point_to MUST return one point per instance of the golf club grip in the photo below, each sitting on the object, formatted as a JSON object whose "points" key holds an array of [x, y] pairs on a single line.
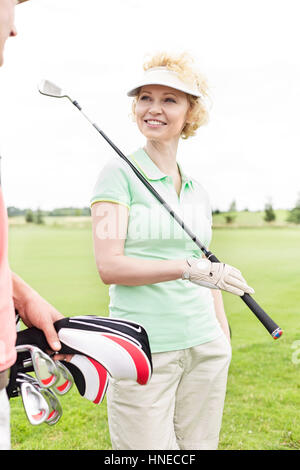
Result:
{"points": [[263, 317], [268, 323]]}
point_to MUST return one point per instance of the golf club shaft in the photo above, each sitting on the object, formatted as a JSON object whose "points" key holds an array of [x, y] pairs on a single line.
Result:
{"points": [[262, 316]]}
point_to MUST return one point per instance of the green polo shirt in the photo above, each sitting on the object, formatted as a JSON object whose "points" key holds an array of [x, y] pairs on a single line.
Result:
{"points": [[176, 314]]}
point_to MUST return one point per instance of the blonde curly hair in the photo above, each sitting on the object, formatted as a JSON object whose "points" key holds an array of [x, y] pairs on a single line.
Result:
{"points": [[183, 65]]}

What you have to do -
Go through everything from the line containing "golf club shaft" down to the last line, switching "point_to" to "locate" and changing nothing else. Give back only those lines.

Response for this exercise -
locate MUST return one point per instance of the golf club shaft in the photo above, each sitting on the object, formatted as a JSON object whose "points" key holds an array of [x, y] pairs on a single line.
Result:
{"points": [[262, 316]]}
locate MUST return one point per instance of the green polo shirt in the photo above, each sitting on the object, formatted as a JSON object whose "points" key holds an array of [x, y] pairs on a single line.
Result:
{"points": [[176, 314]]}
locate MUST return one point per instance of the blonde curly hair in the photo above, each sitting on the object, formatted as a JSON object whose "points" key holds an array of [x, y] pairs on a single line.
Result:
{"points": [[183, 65]]}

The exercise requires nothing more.